Data supplied.

-----

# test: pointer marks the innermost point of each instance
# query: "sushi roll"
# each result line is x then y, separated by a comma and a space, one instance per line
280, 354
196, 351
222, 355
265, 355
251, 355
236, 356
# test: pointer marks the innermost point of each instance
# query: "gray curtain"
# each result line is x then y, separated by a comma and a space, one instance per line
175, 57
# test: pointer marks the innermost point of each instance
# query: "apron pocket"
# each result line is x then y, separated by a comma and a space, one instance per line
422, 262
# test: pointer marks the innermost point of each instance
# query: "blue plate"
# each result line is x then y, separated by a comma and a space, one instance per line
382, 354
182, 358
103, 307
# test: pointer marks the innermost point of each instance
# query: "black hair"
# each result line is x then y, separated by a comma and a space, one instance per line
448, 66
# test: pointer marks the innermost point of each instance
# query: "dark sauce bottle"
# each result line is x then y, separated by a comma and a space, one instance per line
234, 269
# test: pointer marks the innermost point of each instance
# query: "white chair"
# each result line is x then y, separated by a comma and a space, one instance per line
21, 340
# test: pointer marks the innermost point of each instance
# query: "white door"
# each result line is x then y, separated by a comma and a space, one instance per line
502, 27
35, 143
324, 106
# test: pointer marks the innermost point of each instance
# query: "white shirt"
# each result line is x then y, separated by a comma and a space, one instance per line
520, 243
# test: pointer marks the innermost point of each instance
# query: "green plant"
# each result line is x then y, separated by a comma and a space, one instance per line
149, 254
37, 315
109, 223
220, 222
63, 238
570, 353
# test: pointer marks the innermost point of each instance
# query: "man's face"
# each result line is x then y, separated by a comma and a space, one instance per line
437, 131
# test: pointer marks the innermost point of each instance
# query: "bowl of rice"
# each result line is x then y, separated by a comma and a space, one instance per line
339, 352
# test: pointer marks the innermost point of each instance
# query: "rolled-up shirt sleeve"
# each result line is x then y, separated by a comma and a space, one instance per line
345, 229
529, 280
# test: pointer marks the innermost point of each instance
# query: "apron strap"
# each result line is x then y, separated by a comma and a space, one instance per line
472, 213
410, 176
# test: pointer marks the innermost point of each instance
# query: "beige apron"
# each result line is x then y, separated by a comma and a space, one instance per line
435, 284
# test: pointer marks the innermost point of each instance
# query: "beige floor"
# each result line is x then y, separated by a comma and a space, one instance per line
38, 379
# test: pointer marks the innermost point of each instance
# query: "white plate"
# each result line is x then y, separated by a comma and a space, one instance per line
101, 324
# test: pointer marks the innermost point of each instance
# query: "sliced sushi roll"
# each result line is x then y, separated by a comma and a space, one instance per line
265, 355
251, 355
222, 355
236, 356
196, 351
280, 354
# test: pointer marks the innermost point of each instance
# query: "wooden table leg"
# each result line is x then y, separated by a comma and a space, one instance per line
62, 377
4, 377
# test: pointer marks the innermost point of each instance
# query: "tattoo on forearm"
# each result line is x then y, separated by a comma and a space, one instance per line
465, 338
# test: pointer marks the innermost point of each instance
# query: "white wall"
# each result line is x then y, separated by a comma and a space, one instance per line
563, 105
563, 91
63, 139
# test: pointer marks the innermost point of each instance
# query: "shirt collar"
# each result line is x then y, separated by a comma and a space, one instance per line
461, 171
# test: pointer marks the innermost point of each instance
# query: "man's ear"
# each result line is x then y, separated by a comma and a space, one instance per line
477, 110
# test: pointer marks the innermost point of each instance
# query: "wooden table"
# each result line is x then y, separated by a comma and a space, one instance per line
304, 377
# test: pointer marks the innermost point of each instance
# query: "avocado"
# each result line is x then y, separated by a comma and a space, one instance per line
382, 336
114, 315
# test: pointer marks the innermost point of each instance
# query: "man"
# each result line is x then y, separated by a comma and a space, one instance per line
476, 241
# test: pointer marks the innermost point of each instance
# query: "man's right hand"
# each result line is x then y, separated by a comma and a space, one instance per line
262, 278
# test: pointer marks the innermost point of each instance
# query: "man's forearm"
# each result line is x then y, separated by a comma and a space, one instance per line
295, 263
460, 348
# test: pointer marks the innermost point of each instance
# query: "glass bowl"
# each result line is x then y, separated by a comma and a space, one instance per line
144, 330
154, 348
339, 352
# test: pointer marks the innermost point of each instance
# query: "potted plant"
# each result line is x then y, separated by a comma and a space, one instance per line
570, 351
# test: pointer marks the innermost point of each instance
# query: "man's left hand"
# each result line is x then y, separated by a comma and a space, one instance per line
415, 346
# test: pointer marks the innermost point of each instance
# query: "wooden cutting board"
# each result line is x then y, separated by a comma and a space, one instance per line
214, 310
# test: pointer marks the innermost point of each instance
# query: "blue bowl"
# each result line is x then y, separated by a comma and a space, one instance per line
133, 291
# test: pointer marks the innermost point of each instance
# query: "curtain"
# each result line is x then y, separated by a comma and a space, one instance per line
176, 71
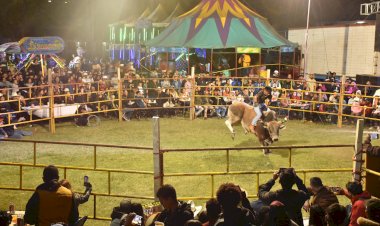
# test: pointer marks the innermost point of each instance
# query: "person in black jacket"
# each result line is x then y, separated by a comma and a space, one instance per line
78, 198
175, 213
230, 196
292, 199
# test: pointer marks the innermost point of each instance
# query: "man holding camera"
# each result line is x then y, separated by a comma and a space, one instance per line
292, 199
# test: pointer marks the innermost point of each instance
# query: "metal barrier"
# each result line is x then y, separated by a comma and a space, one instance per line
67, 168
186, 99
158, 161
228, 151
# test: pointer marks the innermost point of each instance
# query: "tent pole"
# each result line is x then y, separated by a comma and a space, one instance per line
211, 61
306, 39
188, 61
51, 94
279, 62
236, 63
294, 61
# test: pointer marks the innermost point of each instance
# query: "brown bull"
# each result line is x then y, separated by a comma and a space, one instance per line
267, 132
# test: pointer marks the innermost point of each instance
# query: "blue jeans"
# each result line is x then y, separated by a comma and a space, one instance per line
221, 111
128, 112
258, 113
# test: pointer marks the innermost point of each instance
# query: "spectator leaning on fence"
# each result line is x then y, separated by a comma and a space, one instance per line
292, 199
321, 195
78, 198
354, 191
372, 214
175, 213
336, 215
230, 196
51, 203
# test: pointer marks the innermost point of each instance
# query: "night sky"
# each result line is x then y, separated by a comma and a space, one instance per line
87, 20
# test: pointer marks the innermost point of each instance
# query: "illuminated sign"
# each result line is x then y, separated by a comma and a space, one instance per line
287, 49
248, 50
42, 45
168, 50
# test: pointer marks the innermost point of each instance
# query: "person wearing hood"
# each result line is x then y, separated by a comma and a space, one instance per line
51, 203
175, 213
372, 214
124, 207
234, 213
354, 191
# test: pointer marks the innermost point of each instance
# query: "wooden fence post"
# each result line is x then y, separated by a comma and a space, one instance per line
51, 97
358, 158
120, 96
158, 158
192, 98
341, 100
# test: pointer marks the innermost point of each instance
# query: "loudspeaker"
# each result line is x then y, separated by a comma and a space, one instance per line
373, 181
377, 33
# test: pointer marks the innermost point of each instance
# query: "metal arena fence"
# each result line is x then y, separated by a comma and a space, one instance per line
158, 174
147, 97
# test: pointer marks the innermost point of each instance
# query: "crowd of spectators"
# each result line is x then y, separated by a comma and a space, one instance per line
53, 202
94, 87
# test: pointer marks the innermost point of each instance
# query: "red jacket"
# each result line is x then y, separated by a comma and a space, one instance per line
358, 207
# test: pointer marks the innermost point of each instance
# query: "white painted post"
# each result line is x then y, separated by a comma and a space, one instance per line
358, 158
158, 158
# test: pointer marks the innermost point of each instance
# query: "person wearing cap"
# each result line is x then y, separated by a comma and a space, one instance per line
259, 105
321, 195
3, 134
175, 213
293, 200
51, 203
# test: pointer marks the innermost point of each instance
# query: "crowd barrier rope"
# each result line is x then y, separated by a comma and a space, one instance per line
108, 96
256, 175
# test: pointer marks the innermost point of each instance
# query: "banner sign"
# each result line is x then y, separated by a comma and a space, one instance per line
287, 49
248, 50
42, 45
167, 50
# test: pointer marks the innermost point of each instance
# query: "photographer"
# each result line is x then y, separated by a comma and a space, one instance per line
293, 200
78, 198
230, 197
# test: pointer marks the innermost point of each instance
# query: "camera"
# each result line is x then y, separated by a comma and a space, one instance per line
137, 220
85, 179
289, 170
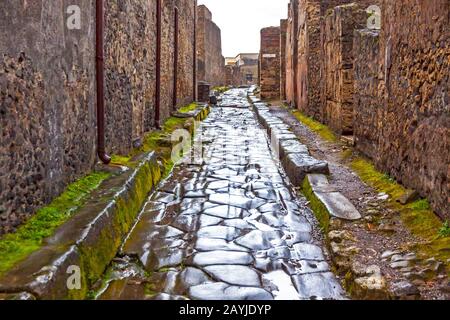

-----

Aim. Copy each line of the data above that contains the word "crowd".

Answer to the problem.
# query: "crowd of spectators"
# query: "crowd barrier rope"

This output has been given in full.